[Opening PROVIDED MATERIAL section]

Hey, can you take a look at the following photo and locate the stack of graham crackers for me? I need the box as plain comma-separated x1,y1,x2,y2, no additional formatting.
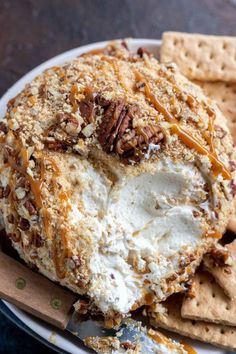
150,32,236,351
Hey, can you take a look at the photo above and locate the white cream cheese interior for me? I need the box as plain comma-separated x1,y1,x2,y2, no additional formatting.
68,158,209,314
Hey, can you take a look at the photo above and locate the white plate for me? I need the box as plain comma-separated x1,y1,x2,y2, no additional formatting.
0,38,231,354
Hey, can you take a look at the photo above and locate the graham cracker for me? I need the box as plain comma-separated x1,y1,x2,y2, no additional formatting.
181,271,236,326
203,240,236,299
150,294,236,351
161,32,236,82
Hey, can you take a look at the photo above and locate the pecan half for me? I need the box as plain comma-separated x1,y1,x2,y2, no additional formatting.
98,99,164,162
98,98,126,152
116,124,164,161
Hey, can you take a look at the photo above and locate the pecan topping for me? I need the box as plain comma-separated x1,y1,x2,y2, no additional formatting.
3,145,14,164
16,176,30,189
74,299,90,314
18,218,30,231
79,100,95,123
185,278,195,299
117,124,164,161
0,185,10,198
229,160,236,172
24,200,37,215
98,98,126,151
98,99,164,162
0,122,8,134
137,47,152,58
56,112,81,136
192,210,200,218
215,125,227,139
209,247,229,267
46,140,69,151
7,214,15,224
32,232,44,247
230,180,236,197
8,230,21,243
95,93,111,107
121,342,136,350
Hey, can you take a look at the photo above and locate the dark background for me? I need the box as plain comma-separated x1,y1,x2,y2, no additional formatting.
1,0,236,352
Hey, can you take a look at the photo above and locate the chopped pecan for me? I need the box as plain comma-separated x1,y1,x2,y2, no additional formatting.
46,140,69,151
3,145,14,164
95,93,111,107
7,214,15,224
56,112,81,136
166,273,178,282
215,125,227,139
0,185,10,198
79,100,95,123
185,279,195,299
121,342,136,350
121,40,129,50
230,180,236,197
0,122,8,134
74,299,90,314
229,160,236,172
8,230,21,243
32,232,44,247
137,47,152,57
192,210,200,218
209,247,229,267
24,200,37,215
16,176,30,189
18,218,30,231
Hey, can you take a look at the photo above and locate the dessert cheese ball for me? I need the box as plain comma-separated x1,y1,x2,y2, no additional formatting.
0,42,235,319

[Closing PROVIDED MATERIAL section]

* _WHAT THE TASK REQUIRES_
Without including any picture, print every record exactly as written above.

* _RESPONSE TO THE TASK_
Hey, can you take a look at the following photo and locate the stack of graham crackers for me? I need the box as plain comma-separated x1,y1,x2,y2, no additional formatting.
150,32,236,351
Hey, can you take a look at the photo above and locate the white cream cheese interior for me? I need the box as plain comma-separated x1,y1,x2,y2, no additional formatting.
68,158,209,314
Hey, can you take a look at the photo above and locate the white plate for me? I need the box as plain comma-separated x1,y1,x2,y2, no additional formatting.
0,38,231,354
Hey, can you take a look at the photo above and locate the graham cracker for me? I need the box as plain comma-separated x1,y1,x2,y2, no additional formatting.
181,271,236,326
203,240,236,299
150,294,236,351
161,32,236,82
Hey, can you take a look at the photo above and locate the pecan half for me? I need the box as plain comma-separated x1,y1,x2,y2, no additional formatting.
98,99,164,162
98,98,126,152
116,124,164,161
Hey, can you take a look at the photo above and locate the pecan topping for me? I need the box as plain comma-separated x1,y1,x2,y2, no additional formatting.
3,145,14,164
16,176,30,189
74,299,90,314
18,218,30,231
79,100,95,123
185,278,195,299
117,124,164,161
0,185,10,198
229,160,236,172
24,200,37,215
98,98,126,151
98,99,164,162
0,122,8,134
137,47,152,58
56,112,81,136
192,210,200,218
215,125,227,139
209,247,229,267
46,140,69,151
7,214,15,224
32,232,44,247
230,180,236,197
8,230,21,243
95,93,111,107
121,342,136,350
Hey, can you take a look at the photo above and locate the dark background for me? I need the box as plain comma-separated x1,y1,x2,y2, no additional formatting.
1,0,236,352
Hey, can you take a look at the photo above and locate the chopped pecan for me? I need the box as plain comma-separated x1,y1,x2,y2, no additional formatting.
46,140,69,151
3,145,14,164
95,93,111,107
7,214,15,224
56,112,81,136
166,273,178,282
215,125,227,139
0,185,10,198
79,100,95,123
185,279,195,299
121,342,136,350
121,40,129,50
230,180,236,197
0,122,8,134
74,299,90,314
229,160,236,172
8,230,21,243
32,232,44,247
137,47,152,57
192,210,200,218
209,247,229,267
24,200,37,215
16,176,30,189
18,218,30,231
Hey, can you take a look at the photo above and locate the dessert cheese ball for me? I need the box as plain comma-separated x1,y1,x2,y2, no additional formatting.
0,42,235,319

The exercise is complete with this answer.